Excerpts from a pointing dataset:
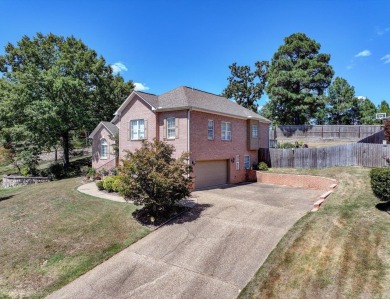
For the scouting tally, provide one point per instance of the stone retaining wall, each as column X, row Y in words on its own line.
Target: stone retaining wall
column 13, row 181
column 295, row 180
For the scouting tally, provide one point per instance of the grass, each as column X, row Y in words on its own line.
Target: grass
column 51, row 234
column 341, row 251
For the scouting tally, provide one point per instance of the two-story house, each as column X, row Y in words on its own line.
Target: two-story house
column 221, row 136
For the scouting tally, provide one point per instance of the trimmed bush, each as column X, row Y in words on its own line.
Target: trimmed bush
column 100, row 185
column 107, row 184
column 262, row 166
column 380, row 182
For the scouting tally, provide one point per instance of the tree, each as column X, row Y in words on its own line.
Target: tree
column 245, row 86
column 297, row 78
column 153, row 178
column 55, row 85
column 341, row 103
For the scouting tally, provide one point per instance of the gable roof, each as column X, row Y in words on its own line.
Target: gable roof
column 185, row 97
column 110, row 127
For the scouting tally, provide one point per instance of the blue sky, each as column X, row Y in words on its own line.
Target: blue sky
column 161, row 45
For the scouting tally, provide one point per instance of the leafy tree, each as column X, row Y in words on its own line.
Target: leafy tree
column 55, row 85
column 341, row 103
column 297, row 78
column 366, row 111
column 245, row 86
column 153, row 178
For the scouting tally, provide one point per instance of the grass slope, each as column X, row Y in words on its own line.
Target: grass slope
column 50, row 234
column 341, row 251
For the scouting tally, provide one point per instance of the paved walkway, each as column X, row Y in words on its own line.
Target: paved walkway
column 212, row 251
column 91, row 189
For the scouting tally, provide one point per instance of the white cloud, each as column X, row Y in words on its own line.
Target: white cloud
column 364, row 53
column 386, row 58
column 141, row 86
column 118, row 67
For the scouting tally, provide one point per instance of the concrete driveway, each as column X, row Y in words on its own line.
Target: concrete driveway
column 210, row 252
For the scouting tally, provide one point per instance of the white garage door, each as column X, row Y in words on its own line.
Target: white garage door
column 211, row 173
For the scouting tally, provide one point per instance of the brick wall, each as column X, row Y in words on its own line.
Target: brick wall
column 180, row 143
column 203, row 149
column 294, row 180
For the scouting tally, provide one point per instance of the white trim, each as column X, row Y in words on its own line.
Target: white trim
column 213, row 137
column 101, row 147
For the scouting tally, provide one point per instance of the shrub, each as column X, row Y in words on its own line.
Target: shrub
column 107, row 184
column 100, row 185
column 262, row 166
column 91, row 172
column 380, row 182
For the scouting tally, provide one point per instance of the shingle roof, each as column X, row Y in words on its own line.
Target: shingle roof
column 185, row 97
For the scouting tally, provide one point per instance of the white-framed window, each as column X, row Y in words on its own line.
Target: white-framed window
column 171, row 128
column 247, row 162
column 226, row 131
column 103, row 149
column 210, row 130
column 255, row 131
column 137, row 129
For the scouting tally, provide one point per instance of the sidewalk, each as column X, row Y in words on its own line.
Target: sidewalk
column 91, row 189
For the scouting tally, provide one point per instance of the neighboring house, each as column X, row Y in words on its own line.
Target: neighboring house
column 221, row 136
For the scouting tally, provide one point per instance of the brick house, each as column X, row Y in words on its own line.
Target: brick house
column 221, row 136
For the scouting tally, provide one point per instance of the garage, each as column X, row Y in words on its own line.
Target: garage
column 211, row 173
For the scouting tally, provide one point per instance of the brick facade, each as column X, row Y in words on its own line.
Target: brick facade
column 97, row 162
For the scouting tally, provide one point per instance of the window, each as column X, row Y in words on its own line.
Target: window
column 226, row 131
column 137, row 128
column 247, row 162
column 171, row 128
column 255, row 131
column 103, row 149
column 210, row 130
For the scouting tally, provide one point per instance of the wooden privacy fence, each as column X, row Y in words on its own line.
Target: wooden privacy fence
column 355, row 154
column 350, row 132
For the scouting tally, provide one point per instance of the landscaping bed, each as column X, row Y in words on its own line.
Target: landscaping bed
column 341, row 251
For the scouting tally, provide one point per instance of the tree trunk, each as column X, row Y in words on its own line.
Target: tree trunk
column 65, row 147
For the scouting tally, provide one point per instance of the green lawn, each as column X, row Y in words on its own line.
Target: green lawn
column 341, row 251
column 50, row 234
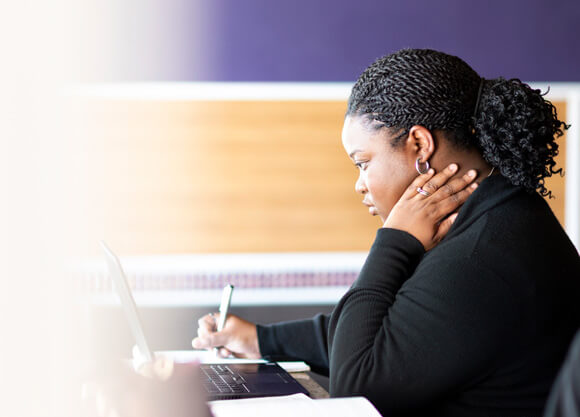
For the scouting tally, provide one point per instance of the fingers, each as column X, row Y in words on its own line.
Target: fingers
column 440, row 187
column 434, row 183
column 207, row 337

(Stated goal): Print all of the entries above again, word for word, but leave out the pictures.

(Problem solution):
For the scouting tally, provide one point per instance of the stone retaining wall, each as column X, row Y in words on its own line.
Target: stone retaining wall
column 13, row 181
column 295, row 180
For the scouting tally, provide one point per instance of the grass, each as column X, row Y in words on its own line.
Target: grass
column 51, row 234
column 341, row 251
For the scouting tally, provide one point per instance of the two-story house, each as column X, row Y in words on its own line.
Target: two-story house
column 221, row 136
For the scouting tally, provide one point per instance of the trimmed bush, each as column X, row Y in words on its own line.
Target: trimmed bush
column 100, row 185
column 107, row 184
column 262, row 166
column 380, row 182
For the scouting tally, provide one point per instance of the tree, each as column X, row Y in words on its own line.
Target: tree
column 245, row 86
column 297, row 78
column 153, row 178
column 55, row 85
column 341, row 103
For the scouting tally, provide one point per instance of the gable roof, each as column X, row Y in words on its own line.
Target: gable roof
column 185, row 97
column 110, row 127
For the scouting tally, provide one point per instance of the blue sky, each as column X, row Y in words on its own line.
Target: blue sky
column 161, row 45
For the scouting tally, provide one point per instance of the leafy tree, each as column X, row Y in words on its own line.
Target: leafy tree
column 55, row 85
column 341, row 103
column 297, row 78
column 366, row 111
column 245, row 86
column 153, row 178
For the scouting tally, provide one point per instance of the grass slope, each as column X, row Y in words on its own line.
Target: grass slope
column 50, row 234
column 341, row 251
For the scouting tally, provide one point per instance of the paved walkway, each as column X, row Y in words on its own line.
Target: paved walkway
column 212, row 251
column 91, row 189
For the scouting tally, provide one point per instance of the white cloud, each as column X, row Y in words on its own line.
Target: white cloud
column 364, row 53
column 386, row 58
column 141, row 86
column 118, row 67
For the scouting tally, provide one point per instance of the concrete driveway, each as column X, row Y in words on its own line.
Target: concrete driveway
column 210, row 252
For the scouting tally, provide one point per instance of the white garage door, each as column X, row Y in words on its own line.
Target: white garage door
column 211, row 173
For the scouting tally, provide one point per instance of the brick wall, each as column X, row Y in words on its own line.
Target: brick wall
column 180, row 143
column 203, row 149
column 294, row 180
For the scouting tally, provide one point per instance of the white trim, each as column X, row Y in words on its own line.
Target: white trim
column 213, row 137
column 101, row 147
For the scouting tally, provide one point per instance of the shrub, each as column X, row Y in words on its own line.
Target: shrub
column 107, row 184
column 100, row 185
column 262, row 166
column 91, row 172
column 380, row 182
For the scouting tally, provide one point per instance of the shingle roof, each as column X, row Y in words on its own line.
Target: shingle roof
column 185, row 97
For the scouting tally, provide one point per instance of the white-framed window, each as column X, row Y in words on its own line.
Target: white-framed window
column 171, row 128
column 247, row 162
column 226, row 131
column 103, row 149
column 210, row 130
column 255, row 131
column 137, row 129
For the scouting tally, provide one point per instance of the sidewalk, each as column X, row Y in words on its own line.
Target: sidewalk
column 91, row 189
For the scouting tally, provide one point per instance of the neighboring house, each as column X, row Y in words on its own line.
Target: neighboring house
column 221, row 136
For the scouting tally, provide one point per instance of the brick house, each as column X, row Y in words on its own line.
Target: brick house
column 221, row 136
For the scouting tally, provide one point per instance of the garage, each as column X, row Y in words on its own line.
Target: garage
column 211, row 173
For the scouting tally, provide one point per instance of the brick facade, each as column X, row Y in words on its own line.
Target: brick facade
column 97, row 162
For the scouting tally, provide one point per instance of the window, each as column X, row Y in words on its own line.
Target: window
column 226, row 131
column 137, row 128
column 247, row 162
column 171, row 128
column 255, row 131
column 103, row 149
column 210, row 130
For the scouting tally, provide one point per instance of the wooden privacy fence, each as column X, row Y in words on its own line.
Target: wooden privacy fence
column 355, row 154
column 350, row 132
For the scouting tally, provide one point per instance of the landscaping bed, each as column X, row Y in words on its own line.
Target: landscaping bed
column 341, row 251
For the scouting tally, provide one point per instance of the tree trunk, each as column X, row Y in words on its own line.
Target: tree trunk
column 65, row 147
For the scouting tally, provide one point per instance of the green lawn, each as column X, row Y in words on its own line.
Target: green lawn
column 341, row 251
column 50, row 234
For the scouting tally, provide one point per instance of the fingers, each as column X, row Y in words on its own line.
Target: fingers
column 440, row 187
column 434, row 183
column 207, row 337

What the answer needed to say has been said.